### Given task
Print the listing below again, line for line and without any changes.

### Exercise material
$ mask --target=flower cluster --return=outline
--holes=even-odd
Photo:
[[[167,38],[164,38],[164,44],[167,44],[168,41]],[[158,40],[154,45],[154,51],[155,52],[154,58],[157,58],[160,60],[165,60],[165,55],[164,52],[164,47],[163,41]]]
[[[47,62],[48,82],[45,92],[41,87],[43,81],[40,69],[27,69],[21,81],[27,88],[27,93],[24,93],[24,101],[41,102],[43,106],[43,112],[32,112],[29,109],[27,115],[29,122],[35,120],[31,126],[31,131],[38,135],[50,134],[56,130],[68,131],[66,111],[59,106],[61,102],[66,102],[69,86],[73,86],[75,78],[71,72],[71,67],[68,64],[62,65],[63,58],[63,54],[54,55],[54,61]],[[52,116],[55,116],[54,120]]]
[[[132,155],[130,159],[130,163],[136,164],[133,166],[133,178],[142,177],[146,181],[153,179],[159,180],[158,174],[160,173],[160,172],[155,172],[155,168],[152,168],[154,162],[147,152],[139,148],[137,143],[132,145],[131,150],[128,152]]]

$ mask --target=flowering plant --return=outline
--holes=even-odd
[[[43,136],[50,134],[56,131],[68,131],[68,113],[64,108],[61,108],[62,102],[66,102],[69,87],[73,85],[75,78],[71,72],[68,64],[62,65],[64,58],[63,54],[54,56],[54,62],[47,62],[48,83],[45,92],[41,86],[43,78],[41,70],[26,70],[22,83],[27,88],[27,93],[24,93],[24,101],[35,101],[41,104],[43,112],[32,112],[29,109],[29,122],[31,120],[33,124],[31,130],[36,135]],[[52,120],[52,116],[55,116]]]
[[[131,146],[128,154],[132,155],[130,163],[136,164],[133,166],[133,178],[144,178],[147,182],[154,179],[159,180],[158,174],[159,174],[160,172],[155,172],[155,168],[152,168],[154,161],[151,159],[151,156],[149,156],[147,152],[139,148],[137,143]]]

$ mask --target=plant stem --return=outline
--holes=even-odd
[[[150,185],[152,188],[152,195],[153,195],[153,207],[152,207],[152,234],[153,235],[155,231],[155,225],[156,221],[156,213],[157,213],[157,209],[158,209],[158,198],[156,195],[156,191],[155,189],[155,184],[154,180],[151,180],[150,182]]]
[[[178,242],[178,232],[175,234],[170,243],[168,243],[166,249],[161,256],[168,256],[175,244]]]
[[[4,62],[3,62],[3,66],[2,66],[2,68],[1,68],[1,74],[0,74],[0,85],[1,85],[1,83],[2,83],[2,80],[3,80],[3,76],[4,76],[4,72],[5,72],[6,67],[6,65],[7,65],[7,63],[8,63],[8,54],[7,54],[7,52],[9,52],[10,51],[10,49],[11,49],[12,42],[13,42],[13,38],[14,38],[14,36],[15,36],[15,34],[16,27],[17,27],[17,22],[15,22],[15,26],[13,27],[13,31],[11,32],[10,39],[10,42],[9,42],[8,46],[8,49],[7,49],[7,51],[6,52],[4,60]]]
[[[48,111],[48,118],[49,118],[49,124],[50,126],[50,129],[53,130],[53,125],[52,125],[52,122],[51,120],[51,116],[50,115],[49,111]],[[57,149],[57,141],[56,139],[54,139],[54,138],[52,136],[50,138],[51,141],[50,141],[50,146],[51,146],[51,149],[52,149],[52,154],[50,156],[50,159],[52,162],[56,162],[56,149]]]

### Full output
$ mask --target=flower cluster --return=outline
--holes=even-odd
Photo:
[[[167,38],[164,38],[164,44],[167,44],[168,41]],[[158,40],[154,45],[154,51],[155,52],[154,58],[157,58],[160,60],[165,60],[165,55],[164,52],[164,47],[163,41]]]
[[[47,62],[48,82],[45,92],[41,87],[43,81],[40,69],[27,69],[21,81],[27,88],[27,93],[24,93],[24,101],[41,102],[43,106],[43,112],[32,112],[29,109],[27,115],[29,122],[35,120],[31,126],[31,131],[38,135],[50,134],[56,130],[68,131],[66,111],[59,106],[61,102],[66,102],[69,86],[73,86],[75,78],[71,72],[71,67],[68,64],[62,65],[63,58],[63,54],[54,55],[54,61]],[[52,116],[55,116],[54,120]]]
[[[132,155],[130,159],[130,163],[136,164],[133,166],[133,178],[142,177],[146,181],[153,179],[159,180],[158,174],[160,173],[160,172],[155,172],[155,168],[152,168],[154,162],[147,152],[139,148],[137,143],[132,145],[131,150],[128,152]]]

$ mask --target=flowering plant --return=outline
--holes=even-odd
[[[43,136],[50,134],[56,131],[68,131],[68,113],[64,108],[61,108],[62,102],[66,102],[69,87],[73,85],[75,78],[71,72],[68,64],[62,65],[64,58],[63,54],[54,56],[54,62],[47,62],[48,83],[45,92],[41,86],[43,78],[41,70],[26,70],[22,83],[27,88],[27,93],[24,93],[24,101],[35,101],[41,104],[43,112],[32,112],[29,109],[29,122],[31,120],[33,124],[31,130],[36,135]],[[52,120],[52,116],[55,116]]]
[[[131,146],[128,154],[132,155],[130,163],[136,164],[133,166],[133,178],[144,178],[147,182],[154,179],[159,180],[158,174],[159,174],[160,172],[155,172],[155,168],[152,168],[154,161],[151,159],[151,156],[149,156],[147,152],[139,148],[137,143]]]

$ mask --target=plant stem --return=outline
--holes=even-odd
[[[150,185],[152,188],[152,195],[153,195],[153,207],[152,207],[152,234],[153,235],[155,231],[155,225],[156,221],[156,213],[157,213],[157,209],[158,209],[158,198],[156,195],[156,191],[155,189],[155,184],[154,180],[151,180],[150,182]]]
[[[178,242],[178,232],[175,234],[170,243],[168,243],[166,249],[161,256],[168,256],[175,244]]]
[[[4,62],[3,62],[3,66],[2,66],[2,68],[1,68],[1,74],[0,74],[0,85],[1,85],[1,83],[2,83],[2,80],[3,80],[3,76],[4,76],[4,72],[5,72],[6,67],[6,65],[7,65],[7,63],[8,63],[8,54],[7,54],[7,52],[9,52],[10,51],[10,49],[11,49],[12,42],[13,42],[13,38],[14,38],[14,36],[15,36],[15,34],[16,27],[17,27],[17,22],[15,22],[15,26],[13,27],[13,31],[11,32],[10,39],[10,42],[9,42],[8,46],[8,49],[7,49],[7,51],[6,52],[4,60]]]
[[[48,111],[48,118],[49,118],[49,124],[50,126],[50,129],[53,130],[53,125],[52,125],[52,122],[51,120],[51,116],[50,115],[49,111]],[[57,149],[57,141],[56,139],[54,139],[54,138],[52,136],[50,138],[51,141],[50,141],[50,146],[51,146],[51,149],[52,149],[52,154],[50,156],[50,159],[52,162],[56,162],[56,149]]]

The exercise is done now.